- Excerpt to read -
────────────────────
The Ba₃Mo_1-xW_xNbO_8.5 system is attracting increasing attention because of its potential application as electrolyte in solid state fuel cells [1-2]. Ba₃Mo_1-xW_xNbO_8.5 compounds feature a hexagonal perovskite structure, composed of edge-sharing octahedra, which alternate to tetrahedra depending on the occupation of oxygen sites. The interest in the system arises also from the peculiar migration mechanism, which appears to involve hopping across partially occupied tetrahedral and octahedral site. This results in a change with temperature of the relative occupancies of O ions in octahedral and tetrahedral sites [1-2]. However, the reliability of the mechanism is still under debate. This is partially due to a wrong crystallographic model reported in the first studies, which missed a split of a cation site [3] that likely hampers the validity of the above migration mechanism. Secondly, Ba₃Mo_1-xW_xNbO_8.5 are sensitive to the oxygen local distribution, i.e. to the thermal history, making problematic comparisons with specimens produced in different conditions, or by different groups.

Here we combine synchrotron and neutron powder diffraction (SPD, NPD) exploiting the most recent crystallographic models. Room temperature NPD revealed that the substitution of W for Mo induces the preferential occupation of octahedral oxygen sites. Temperature-resolved SPD confirmed the enrichment of tetrahedral sites at high temperature. This variation is accompanied by a discontinuity in the SPD line profile, suggesting a reconstructive phase transition, as observed independently by another group [4]. Given the complexity of the system, we exploited the complementary information provided by N- and S-PDFs. The former were employed to focus on the first neighbors, indeed, octahedral (Mo/W/Nb)-O pairs are much longer than the equivalent tetrahedral pairs, and well separated by other metal-oxygen pairs. Whereas the reference structure shows many overlapping signals, the N-PDF provided unambiguous evidence of octahedral sites in W-rich specimens, whose population decreases at high temperature. Other possible interpretations of local PDF involving different coordination [4] are discussed. On the other hand, the limited weight of O ions onto the S-PDFs facilitates the identification of different structural motifs. Room temperature refinements suggested structural inhomogeneities at the local scale. We propose a model where the increase of temperature induces a redistribution of O ions at the nm length scale, leading to a disordered structure more favorable for ion migration [5].
────────────────────
- Supplied material -

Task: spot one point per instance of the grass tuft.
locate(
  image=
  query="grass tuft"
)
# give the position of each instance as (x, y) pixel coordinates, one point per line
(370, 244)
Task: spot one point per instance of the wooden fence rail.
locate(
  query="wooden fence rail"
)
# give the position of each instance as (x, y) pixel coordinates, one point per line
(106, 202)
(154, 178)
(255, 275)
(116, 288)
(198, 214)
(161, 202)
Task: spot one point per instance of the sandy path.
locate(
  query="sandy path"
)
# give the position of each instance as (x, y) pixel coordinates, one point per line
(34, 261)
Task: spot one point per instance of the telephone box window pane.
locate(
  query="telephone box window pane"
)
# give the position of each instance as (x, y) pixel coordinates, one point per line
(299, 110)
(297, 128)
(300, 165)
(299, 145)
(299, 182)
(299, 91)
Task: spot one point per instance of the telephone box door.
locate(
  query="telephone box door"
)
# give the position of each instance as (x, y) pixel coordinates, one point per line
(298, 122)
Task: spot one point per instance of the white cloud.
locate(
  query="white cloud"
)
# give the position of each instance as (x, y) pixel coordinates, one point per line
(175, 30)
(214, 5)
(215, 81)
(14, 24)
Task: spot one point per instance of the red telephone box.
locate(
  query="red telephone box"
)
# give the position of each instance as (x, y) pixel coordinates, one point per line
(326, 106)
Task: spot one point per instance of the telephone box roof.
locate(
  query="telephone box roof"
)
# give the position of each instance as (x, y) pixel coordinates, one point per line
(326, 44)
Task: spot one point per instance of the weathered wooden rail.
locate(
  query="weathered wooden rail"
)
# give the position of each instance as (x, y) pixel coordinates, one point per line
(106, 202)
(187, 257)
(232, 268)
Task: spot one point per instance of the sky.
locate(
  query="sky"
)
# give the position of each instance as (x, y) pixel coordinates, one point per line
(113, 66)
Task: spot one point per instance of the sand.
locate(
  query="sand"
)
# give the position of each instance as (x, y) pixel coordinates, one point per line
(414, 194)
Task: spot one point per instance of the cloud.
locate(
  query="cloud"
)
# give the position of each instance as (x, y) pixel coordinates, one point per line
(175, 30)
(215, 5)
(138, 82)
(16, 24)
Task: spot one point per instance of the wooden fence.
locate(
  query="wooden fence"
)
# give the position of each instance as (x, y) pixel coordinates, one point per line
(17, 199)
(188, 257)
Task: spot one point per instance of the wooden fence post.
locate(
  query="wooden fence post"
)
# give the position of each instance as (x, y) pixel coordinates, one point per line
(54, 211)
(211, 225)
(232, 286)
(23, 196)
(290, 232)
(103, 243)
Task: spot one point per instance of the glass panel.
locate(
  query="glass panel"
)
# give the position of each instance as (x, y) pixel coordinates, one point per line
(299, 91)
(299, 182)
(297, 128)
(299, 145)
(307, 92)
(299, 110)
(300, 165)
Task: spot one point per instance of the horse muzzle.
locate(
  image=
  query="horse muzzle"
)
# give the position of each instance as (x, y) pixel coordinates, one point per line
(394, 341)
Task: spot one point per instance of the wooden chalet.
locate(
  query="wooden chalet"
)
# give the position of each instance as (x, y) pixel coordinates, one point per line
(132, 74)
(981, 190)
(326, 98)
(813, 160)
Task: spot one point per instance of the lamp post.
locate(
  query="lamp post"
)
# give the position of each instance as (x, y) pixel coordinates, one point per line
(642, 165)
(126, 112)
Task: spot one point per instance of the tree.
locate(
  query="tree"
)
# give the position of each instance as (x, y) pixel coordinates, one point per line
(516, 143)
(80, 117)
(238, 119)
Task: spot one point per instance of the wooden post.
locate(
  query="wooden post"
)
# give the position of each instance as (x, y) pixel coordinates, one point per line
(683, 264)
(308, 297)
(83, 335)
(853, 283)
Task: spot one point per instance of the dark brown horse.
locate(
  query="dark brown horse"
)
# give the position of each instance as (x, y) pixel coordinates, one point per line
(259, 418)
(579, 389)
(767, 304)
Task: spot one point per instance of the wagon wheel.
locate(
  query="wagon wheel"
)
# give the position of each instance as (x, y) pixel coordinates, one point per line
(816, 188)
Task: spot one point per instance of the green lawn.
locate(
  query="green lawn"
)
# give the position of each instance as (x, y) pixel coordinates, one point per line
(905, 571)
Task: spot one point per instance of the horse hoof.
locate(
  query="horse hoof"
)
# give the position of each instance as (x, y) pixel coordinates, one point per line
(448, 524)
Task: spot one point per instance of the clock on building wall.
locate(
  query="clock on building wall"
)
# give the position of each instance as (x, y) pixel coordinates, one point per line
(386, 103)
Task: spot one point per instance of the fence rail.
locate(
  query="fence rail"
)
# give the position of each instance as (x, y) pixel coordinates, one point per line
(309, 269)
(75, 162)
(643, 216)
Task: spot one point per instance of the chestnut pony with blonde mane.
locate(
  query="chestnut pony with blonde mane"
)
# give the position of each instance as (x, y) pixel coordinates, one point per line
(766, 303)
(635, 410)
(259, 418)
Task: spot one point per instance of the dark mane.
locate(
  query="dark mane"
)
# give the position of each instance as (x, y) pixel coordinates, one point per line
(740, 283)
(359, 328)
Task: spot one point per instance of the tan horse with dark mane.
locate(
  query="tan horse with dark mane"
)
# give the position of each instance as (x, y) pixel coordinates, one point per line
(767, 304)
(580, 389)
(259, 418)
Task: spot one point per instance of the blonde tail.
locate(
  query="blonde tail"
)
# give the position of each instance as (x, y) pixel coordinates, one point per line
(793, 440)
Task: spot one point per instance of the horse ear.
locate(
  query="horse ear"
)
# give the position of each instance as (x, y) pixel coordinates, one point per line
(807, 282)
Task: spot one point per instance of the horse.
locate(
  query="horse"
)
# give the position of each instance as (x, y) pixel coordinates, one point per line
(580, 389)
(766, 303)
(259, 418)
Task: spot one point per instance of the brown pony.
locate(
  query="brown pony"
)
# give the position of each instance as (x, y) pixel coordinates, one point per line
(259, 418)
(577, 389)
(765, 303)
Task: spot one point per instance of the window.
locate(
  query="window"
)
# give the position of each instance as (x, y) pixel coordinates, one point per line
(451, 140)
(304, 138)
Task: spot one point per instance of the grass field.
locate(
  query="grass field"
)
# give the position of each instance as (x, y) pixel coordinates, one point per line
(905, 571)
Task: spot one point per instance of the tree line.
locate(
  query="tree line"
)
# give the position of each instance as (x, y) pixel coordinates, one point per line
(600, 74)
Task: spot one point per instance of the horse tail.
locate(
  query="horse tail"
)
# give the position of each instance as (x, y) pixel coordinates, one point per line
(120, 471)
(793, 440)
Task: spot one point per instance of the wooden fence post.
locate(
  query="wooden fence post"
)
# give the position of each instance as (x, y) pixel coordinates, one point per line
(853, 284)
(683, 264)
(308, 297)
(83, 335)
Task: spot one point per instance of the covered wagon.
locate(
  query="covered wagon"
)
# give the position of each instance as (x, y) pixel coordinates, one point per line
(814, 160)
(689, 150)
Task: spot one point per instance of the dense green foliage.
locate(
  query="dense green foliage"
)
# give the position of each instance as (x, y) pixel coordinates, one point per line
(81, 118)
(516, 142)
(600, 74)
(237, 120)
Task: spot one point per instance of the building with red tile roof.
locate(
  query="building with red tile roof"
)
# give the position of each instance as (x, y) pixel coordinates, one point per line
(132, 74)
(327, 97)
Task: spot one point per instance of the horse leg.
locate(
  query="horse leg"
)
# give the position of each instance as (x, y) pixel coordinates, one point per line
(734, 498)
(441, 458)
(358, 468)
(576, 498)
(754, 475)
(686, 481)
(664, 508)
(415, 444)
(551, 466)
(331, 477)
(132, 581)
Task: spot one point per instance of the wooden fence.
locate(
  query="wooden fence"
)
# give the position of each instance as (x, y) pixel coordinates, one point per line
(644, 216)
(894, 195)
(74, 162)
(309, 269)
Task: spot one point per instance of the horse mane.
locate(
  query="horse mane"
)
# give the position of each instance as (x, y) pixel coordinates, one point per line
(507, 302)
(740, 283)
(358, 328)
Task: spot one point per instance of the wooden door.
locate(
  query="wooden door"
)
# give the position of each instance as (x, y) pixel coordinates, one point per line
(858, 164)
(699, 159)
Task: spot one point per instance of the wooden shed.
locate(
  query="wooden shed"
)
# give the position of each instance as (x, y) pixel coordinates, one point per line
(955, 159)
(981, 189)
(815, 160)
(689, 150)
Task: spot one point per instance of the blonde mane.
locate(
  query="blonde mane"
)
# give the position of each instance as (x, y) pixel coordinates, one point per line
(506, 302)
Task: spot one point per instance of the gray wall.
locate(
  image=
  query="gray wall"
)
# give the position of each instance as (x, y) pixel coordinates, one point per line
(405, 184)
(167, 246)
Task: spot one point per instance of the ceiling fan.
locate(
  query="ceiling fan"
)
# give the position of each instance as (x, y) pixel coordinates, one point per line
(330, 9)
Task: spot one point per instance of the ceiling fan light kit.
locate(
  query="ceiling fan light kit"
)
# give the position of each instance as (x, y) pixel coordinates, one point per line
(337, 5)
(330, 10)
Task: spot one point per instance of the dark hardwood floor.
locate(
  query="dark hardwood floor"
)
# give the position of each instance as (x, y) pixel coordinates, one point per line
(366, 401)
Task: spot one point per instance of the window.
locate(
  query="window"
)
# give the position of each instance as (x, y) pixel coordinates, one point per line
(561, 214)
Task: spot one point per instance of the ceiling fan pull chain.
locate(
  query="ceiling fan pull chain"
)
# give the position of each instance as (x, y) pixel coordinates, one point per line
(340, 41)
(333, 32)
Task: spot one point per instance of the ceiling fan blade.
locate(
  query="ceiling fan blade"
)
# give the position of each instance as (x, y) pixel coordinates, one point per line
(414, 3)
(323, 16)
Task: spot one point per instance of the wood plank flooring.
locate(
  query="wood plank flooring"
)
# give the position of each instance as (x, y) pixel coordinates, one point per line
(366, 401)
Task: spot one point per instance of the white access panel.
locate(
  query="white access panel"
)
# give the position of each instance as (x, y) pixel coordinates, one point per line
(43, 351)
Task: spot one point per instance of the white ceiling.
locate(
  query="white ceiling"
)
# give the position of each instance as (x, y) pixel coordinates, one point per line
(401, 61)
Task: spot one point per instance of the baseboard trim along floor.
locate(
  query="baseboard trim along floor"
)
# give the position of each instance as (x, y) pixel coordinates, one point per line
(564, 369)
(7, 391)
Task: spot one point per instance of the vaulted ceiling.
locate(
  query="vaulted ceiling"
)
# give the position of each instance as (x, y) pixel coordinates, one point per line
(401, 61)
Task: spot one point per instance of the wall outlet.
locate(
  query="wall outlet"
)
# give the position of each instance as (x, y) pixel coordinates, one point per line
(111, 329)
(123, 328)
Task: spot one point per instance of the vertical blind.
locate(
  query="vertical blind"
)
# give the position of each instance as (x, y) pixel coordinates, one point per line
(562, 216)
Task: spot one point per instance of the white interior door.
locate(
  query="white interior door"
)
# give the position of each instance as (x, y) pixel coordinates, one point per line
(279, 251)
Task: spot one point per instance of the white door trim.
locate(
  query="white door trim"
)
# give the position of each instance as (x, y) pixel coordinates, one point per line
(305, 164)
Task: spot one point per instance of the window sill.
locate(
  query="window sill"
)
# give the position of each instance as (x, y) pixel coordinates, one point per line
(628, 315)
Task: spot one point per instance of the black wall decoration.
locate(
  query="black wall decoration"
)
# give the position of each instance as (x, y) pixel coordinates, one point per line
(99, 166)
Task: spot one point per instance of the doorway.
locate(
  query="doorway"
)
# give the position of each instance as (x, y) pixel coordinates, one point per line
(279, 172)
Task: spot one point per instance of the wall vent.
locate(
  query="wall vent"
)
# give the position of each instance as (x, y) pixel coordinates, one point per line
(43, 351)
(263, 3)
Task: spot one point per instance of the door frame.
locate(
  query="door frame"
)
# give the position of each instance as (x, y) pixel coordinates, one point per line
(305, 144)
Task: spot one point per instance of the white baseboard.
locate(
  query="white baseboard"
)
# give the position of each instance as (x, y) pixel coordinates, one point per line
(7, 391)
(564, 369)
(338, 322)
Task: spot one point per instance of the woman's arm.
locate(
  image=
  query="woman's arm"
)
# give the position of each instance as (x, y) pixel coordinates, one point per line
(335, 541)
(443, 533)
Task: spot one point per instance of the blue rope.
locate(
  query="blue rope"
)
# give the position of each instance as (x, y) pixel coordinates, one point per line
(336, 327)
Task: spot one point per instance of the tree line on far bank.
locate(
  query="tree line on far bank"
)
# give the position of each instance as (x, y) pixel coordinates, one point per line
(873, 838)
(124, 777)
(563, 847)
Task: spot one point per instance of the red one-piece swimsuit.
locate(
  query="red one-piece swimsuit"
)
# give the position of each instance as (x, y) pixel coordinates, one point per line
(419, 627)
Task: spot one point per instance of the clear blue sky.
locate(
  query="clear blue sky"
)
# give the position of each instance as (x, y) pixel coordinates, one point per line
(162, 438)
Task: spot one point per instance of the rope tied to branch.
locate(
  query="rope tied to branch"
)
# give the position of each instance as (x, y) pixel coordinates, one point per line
────────────────────
- Exercise objective -
In the text on the Ba₃Mo_1-xW_xNbO_8.5 system, rewrite the paragraph beginning "The Ba₃Mo_1-xW_xNbO_8.5 system is attracting" as a short bulleted list that keeps its main facts.

- Result -
- The Ba₃Mo_1-xW_xNbO_8.5 system draws attention as a possible electrolyte in solid state fuel cells.
- Its compounds have a hexagonal perovskite structure of edge-sharing octahedra, which alternate to tetrahedra depending on which oxygen sites are occupied.
- Its migration mechanism appears to involve hopping across partially occupied tetrahedral and octahedral sites. As a result, the relative occupancies of O ions in these sites change with temperature.
- This mechanism is still debated. One reason is that early studies used a wrong crystallographic model that missed a split cation site.
- The compounds are also sensitive to the local oxygen distribution, that is, to their thermal history. This makes it problematic to compare specimens produced under different conditions or by different groups.